DIRECTION:
Arrange all the records below as a two-column CSV with the header instruction,result, one row per record. Put each record's task text in the first field and its detection output in the second, with every field in double quotes and any line breaks replaced by spaces.

PROVIDED ENTRIES:
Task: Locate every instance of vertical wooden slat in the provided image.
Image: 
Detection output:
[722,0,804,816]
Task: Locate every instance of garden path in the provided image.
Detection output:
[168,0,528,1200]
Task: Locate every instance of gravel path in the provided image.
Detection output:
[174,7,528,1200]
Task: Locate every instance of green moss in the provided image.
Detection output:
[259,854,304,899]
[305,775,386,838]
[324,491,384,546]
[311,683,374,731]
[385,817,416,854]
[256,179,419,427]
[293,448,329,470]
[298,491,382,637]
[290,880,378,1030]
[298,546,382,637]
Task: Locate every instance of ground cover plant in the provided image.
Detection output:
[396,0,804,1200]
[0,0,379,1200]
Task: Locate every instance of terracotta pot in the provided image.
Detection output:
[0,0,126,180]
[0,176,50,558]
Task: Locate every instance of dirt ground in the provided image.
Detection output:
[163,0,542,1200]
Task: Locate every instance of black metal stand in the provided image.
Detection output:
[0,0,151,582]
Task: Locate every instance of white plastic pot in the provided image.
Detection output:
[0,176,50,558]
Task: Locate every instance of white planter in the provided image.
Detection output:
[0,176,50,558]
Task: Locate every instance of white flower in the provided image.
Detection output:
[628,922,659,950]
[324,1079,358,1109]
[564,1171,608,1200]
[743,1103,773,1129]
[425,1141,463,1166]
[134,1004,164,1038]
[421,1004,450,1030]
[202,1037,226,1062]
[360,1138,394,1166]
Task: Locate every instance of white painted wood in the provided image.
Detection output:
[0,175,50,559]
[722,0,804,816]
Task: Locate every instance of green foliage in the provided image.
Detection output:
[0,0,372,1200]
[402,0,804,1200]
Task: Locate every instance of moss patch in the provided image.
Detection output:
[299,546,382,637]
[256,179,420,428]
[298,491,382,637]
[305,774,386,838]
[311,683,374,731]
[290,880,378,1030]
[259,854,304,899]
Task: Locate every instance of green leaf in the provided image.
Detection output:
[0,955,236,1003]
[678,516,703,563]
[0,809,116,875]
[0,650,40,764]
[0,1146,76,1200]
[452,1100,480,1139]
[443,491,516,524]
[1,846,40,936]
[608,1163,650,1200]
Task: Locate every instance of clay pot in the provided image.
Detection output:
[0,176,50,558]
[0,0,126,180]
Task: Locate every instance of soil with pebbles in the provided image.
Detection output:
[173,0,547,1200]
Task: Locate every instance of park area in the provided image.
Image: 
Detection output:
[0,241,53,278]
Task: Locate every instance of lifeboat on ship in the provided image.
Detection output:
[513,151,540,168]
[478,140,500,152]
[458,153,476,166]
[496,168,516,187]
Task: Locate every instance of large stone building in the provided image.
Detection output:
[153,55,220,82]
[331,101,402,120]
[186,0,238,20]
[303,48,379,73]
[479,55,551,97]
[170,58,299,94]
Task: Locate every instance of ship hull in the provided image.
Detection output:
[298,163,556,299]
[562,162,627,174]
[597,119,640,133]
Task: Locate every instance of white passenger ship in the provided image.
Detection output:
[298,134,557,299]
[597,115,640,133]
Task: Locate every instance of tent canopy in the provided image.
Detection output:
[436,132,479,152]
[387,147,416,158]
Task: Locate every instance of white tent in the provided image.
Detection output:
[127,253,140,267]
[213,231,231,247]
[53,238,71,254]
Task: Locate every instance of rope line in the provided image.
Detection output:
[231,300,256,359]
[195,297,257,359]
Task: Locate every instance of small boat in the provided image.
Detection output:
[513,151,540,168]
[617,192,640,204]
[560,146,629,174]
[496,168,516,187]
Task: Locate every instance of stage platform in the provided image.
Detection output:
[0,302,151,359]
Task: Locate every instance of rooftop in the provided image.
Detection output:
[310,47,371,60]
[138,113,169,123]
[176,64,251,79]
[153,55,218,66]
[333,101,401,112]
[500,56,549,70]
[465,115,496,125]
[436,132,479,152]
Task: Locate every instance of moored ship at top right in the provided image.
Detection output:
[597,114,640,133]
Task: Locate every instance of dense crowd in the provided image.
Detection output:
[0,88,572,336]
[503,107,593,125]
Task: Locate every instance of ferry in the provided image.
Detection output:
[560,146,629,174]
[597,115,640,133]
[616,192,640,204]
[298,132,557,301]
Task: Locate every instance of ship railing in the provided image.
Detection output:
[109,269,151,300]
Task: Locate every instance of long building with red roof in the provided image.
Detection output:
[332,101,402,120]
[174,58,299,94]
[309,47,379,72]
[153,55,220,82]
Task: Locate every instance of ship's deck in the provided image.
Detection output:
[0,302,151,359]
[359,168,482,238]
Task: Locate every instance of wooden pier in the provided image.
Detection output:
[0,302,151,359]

SOLUTION FOR THIS EXERCISE:
instruction,result
"Task: Locate every instance of vertical wooden slat in the provided image. Image: Detection output:","[722,0,804,816]"
"Task: Locate every instance of garden path in the provided image. Detection output:","[168,0,528,1200]"
"Task: Locate every instance of gravel path in the provided image. Detection output:","[174,7,528,1200]"
"Task: Locate every instance of green moss in the provided image. Detection output:","[259,854,304,899] [305,775,386,838] [324,491,384,546] [311,683,374,731] [385,817,416,854] [256,179,419,427] [293,448,329,470] [298,491,382,637] [290,880,378,1030] [298,546,382,637]"
"Task: Locate every instance of ground cover plant in the provided image. Detection output:","[396,0,804,1200] [0,0,379,1200]"
"Task: Locate every instance of terracotta pot in the provided image. Detection output:","[0,0,126,180] [0,176,50,558]"
"Task: Locate every instance of dirt ground in the provided image. Detection output:","[163,0,542,1200]"
"Task: Locate every instance of black metal stand in the provided image. Detection output:","[0,0,151,582]"
"Task: Locate every instance of white plastic pot in the provided image. Detection output:","[0,176,50,558]"
"Task: Locate every instance of white planter in the provided image. Detection output:","[0,176,50,558]"
"Task: Locate every instance of white flower in the provided image. Detection output:","[628,922,659,950] [324,1079,358,1109] [564,1171,608,1200] [743,1103,773,1129] [425,1141,463,1166] [134,1004,164,1038] [421,1004,450,1030] [202,1037,226,1062] [360,1138,394,1166]"
"Task: Locate every instance of white painted wood in the provided image. Detection output:","[0,175,50,559] [722,0,804,816]"
"Task: Locate every instance of green foliage in the provided image. Detection output:","[0,0,372,1200] [402,0,804,1200]"
"Task: Locate every instance of moss patch in the provided image. Detection output:","[299,546,382,637] [256,179,420,428] [298,491,382,637] [305,774,386,838] [311,683,374,731] [290,880,378,1030] [259,854,304,899]"
"Task: Locate every instance of green leaf in the provided image. Detection output:","[0,955,236,1003] [678,516,703,563] [0,809,116,875] [0,650,40,764] [0,1146,76,1200] [452,1100,480,1139] [443,491,516,524] [1,846,40,936] [608,1163,650,1200]"
"Task: Locate every instance of clay pot in the provided image. Detection output:","[0,176,50,558] [0,0,126,180]"
"Task: Locate every instance of soil with pebbles in the provided image. Detection output:","[173,0,547,1200]"
"Task: Locate every instance of park area in the provided image. Image: Detection output:","[0,241,53,278]"
"Task: Locate every instance of lifeboat on ship in the provided image. Detection output:","[513,151,540,168] [478,140,500,152] [458,153,476,166] [496,168,516,187]"
"Task: Locate every instance of large stone building in the provided image. Detection output:","[153,55,220,82] [331,101,402,120] [186,0,238,20] [303,48,379,73] [479,55,551,97] [170,58,299,94]"
"Task: Locate every instance of ship hull in the provided image. Detection output:","[298,163,556,299] [562,162,627,174] [597,119,640,133]"
"Task: Locate every instance of white passenger ship in the provided image. Detection output:","[298,134,557,299] [597,115,640,133]"
"Task: Locate every instance of tent canopy in the provided image. Detection output:","[436,132,479,152] [387,147,416,158]"
"Task: Locate every instance of white tent in the provided image. Detection output:","[127,253,140,267] [213,231,231,247] [53,238,71,254]"
"Task: Locate every instance of rope line in the provided image. Detection output:","[231,300,256,359] [195,297,257,359]"
"Task: Locate every instance of small boat in the provided image. Detection output:","[513,151,540,168] [617,192,640,204] [560,146,629,174] [496,168,516,187]"
"Task: Locate every instance of stage platform in the provided image. Detection output:","[0,302,151,359]"
"Task: Locate every instance of rooftop in the provided image. Detection output:","[310,47,371,60] [138,113,169,123] [176,64,251,79] [153,55,218,66] [333,101,401,112] [500,56,549,70] [465,115,496,125] [436,132,479,152]"
"Task: Locate every instance of moored ship at top right in the provided image. Detection output:","[597,114,640,133]"
"Task: Locate every instance of dense crowd in the provided image. Detection output:","[0,88,572,336] [503,107,593,125]"
"Task: Locate every instance of ferry in the provided image. Detection output:","[560,146,629,174] [597,115,640,133] [616,192,640,204] [298,132,557,301]"
"Task: Locate every instance of ship railing in the provided image. Detection output:","[109,269,151,300]"
"Task: Locate every instance of long building with red roof in the provided image. Detection output:","[332,101,402,120] [174,58,299,94] [309,47,379,72] [153,55,220,82]"
"Task: Locate every instance of ship's deck in the provided image. Detection output:","[0,302,151,359] [359,168,482,238]"
"Task: Locate every instance of wooden pier in the provided image. Detection output:","[0,302,151,359]"